▶ Exercise:
Your task is to transcribe the entries below exactly, beginning with the line containing "Point out the eyeglasses" and ending with the final line, and to add nothing else.

☆ ☆ ☆ ☆

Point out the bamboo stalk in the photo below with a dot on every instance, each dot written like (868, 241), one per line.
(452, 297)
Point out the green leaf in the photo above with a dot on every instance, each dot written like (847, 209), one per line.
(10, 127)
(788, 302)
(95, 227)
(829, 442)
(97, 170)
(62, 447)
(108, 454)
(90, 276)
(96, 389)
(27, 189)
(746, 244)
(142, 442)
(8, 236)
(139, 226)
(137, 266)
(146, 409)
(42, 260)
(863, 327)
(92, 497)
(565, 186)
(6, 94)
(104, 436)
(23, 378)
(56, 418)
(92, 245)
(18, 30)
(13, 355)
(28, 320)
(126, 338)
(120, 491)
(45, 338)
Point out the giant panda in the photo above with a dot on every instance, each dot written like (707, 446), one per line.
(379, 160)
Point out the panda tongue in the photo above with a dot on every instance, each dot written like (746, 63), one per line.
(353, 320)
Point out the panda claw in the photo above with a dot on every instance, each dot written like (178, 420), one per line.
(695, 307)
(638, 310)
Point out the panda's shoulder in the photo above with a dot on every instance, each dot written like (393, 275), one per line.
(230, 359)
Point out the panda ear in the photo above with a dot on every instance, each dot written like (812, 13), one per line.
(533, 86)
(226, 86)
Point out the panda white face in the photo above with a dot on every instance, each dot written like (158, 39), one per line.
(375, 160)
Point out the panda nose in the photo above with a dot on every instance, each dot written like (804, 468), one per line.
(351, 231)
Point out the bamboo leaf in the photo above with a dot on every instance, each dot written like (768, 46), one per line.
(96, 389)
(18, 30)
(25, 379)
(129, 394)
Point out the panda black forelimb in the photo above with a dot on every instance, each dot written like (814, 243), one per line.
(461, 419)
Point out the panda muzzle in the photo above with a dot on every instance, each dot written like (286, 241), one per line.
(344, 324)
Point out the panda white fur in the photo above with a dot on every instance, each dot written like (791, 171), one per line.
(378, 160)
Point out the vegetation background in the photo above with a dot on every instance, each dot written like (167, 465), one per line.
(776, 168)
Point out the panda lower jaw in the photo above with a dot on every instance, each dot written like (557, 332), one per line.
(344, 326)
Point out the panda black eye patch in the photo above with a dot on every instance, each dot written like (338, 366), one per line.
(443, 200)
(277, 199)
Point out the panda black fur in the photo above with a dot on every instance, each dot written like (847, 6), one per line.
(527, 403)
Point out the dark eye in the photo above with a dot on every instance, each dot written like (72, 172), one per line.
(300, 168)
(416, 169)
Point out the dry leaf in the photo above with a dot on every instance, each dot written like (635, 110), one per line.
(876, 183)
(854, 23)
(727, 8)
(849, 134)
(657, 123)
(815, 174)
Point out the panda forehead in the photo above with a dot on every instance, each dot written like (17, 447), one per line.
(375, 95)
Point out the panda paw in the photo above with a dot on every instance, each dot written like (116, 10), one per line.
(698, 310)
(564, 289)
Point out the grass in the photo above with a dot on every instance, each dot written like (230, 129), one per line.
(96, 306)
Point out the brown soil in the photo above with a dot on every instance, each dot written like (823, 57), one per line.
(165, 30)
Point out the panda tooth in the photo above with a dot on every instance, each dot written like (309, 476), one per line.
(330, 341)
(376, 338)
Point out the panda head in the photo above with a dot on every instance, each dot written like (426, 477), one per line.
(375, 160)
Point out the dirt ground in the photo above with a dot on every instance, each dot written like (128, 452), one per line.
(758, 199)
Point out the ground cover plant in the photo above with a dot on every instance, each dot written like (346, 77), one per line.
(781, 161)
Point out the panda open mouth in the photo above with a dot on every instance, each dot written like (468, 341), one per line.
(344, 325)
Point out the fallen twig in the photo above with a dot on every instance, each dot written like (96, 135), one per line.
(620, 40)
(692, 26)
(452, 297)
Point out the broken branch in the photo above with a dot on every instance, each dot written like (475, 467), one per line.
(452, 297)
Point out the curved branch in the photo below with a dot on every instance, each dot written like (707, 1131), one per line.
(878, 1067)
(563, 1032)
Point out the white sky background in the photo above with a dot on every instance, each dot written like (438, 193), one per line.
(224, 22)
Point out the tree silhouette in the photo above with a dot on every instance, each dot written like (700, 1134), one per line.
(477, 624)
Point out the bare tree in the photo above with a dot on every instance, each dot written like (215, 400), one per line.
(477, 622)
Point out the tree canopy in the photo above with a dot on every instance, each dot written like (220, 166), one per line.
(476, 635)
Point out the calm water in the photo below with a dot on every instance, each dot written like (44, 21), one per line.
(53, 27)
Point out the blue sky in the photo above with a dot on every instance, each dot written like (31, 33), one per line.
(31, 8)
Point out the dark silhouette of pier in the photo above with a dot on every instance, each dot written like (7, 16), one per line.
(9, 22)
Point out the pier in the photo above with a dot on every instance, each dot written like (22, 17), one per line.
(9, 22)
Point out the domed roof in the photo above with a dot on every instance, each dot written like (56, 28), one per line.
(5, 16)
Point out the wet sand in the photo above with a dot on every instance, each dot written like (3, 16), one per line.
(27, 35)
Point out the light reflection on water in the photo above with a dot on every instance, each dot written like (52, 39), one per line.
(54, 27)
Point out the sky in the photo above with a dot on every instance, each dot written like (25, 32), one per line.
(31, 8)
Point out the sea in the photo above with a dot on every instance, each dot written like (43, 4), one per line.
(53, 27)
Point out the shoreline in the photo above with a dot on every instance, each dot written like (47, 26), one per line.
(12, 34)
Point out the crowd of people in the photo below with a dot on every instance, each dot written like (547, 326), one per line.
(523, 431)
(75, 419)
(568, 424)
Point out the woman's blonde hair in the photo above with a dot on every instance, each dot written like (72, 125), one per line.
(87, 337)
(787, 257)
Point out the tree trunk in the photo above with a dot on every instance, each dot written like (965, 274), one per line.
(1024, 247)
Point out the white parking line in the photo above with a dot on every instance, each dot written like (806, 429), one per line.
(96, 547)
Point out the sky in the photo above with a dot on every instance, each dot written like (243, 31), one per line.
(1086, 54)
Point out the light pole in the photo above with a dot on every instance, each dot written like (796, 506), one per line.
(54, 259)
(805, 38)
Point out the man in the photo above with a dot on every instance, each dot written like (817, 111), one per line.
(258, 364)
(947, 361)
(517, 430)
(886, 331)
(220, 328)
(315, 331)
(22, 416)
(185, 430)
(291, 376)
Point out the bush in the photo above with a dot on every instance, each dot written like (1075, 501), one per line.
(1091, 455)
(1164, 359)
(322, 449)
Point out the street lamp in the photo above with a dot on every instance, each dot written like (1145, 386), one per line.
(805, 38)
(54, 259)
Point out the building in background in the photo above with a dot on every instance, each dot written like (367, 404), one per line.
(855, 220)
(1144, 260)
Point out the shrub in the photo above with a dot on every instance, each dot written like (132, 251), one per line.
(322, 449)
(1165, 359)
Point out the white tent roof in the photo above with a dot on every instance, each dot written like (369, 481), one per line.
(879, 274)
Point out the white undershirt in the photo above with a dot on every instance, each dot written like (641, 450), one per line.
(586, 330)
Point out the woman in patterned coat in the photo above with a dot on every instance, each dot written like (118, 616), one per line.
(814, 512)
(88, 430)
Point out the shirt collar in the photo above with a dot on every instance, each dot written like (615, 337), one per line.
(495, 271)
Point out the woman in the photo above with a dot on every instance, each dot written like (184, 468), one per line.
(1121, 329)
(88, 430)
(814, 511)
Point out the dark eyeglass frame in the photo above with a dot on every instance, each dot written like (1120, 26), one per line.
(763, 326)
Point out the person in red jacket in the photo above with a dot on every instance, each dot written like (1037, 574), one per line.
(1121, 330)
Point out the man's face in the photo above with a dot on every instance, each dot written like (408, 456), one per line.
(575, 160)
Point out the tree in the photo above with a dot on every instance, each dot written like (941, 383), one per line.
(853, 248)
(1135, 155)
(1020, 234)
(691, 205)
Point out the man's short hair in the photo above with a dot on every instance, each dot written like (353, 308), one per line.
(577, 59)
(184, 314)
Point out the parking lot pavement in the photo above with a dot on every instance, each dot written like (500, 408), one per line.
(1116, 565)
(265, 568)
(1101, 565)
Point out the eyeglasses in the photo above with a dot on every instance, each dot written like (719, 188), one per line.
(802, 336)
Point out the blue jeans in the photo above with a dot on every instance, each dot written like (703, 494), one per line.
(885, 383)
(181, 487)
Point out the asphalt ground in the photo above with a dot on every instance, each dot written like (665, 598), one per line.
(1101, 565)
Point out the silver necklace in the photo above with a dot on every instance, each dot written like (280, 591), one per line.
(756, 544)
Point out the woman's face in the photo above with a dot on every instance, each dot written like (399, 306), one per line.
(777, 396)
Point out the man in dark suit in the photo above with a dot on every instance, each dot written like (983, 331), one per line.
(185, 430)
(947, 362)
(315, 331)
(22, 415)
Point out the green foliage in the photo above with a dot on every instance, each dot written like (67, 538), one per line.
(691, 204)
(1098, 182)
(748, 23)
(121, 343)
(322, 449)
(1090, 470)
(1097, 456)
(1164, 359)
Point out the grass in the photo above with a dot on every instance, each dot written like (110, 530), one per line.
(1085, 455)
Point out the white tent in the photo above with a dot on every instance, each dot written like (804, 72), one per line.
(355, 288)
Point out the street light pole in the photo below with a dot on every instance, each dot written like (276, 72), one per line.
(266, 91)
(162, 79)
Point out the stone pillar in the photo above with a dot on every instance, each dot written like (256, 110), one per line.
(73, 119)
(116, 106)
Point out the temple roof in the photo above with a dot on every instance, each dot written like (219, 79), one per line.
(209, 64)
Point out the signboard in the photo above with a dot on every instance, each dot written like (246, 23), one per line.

☆ ☆ ☆ ☆

▶ Answer to this problem:
Point out the eyeglasses in the photo above with a dot on every instance, each dot written like (719, 188), one per line.
(802, 336)
Point out the blue jeans in the photo above with a dot on every instance, each dot written like (703, 494), one per line.
(885, 383)
(181, 487)
Point out the asphalt ground in the photo above with a dot on every instance, each dot written like (665, 598), one per line.
(1101, 565)
Point out the silver necklace in the photo above with a dot on every instance, each dot written like (280, 591), one per line.
(756, 544)
Point out the woman's face in the photo above with a dot on every instance, each dot written like (399, 306), one per line.
(777, 396)
Point out the man in dark suit in the photo above with a dot on every instance, each dot written like (983, 331), one per line.
(185, 430)
(947, 362)
(315, 331)
(22, 415)
Point out the green foliage in the photo above with a dot on every instance, each dot written like (67, 538), one per line.
(691, 204)
(1098, 182)
(748, 23)
(121, 343)
(322, 449)
(1090, 470)
(1097, 456)
(1164, 359)
Point out the grass in the photo above with a dot on every instance, each dot written like (110, 530), one per line.
(1085, 455)
Point out the white tent in the photo above with a dot on every instance, each dot written like (804, 72), one per line.
(355, 288)
Point out the street light pole in the photo below with a dot on every instance, each dot written like (276, 72), one per line.
(266, 91)
(162, 79)
Point out the stone pillar in the photo above with a dot on every instance, each dot written like (256, 110), one per line.
(73, 119)
(116, 106)
Point out the temple roof in the photo above with a dot on every instance, each dot written like (219, 79), one per line.
(209, 64)
Point out the signboard in the photo above with a dot on every instance, each dot written like (246, 23), one per line.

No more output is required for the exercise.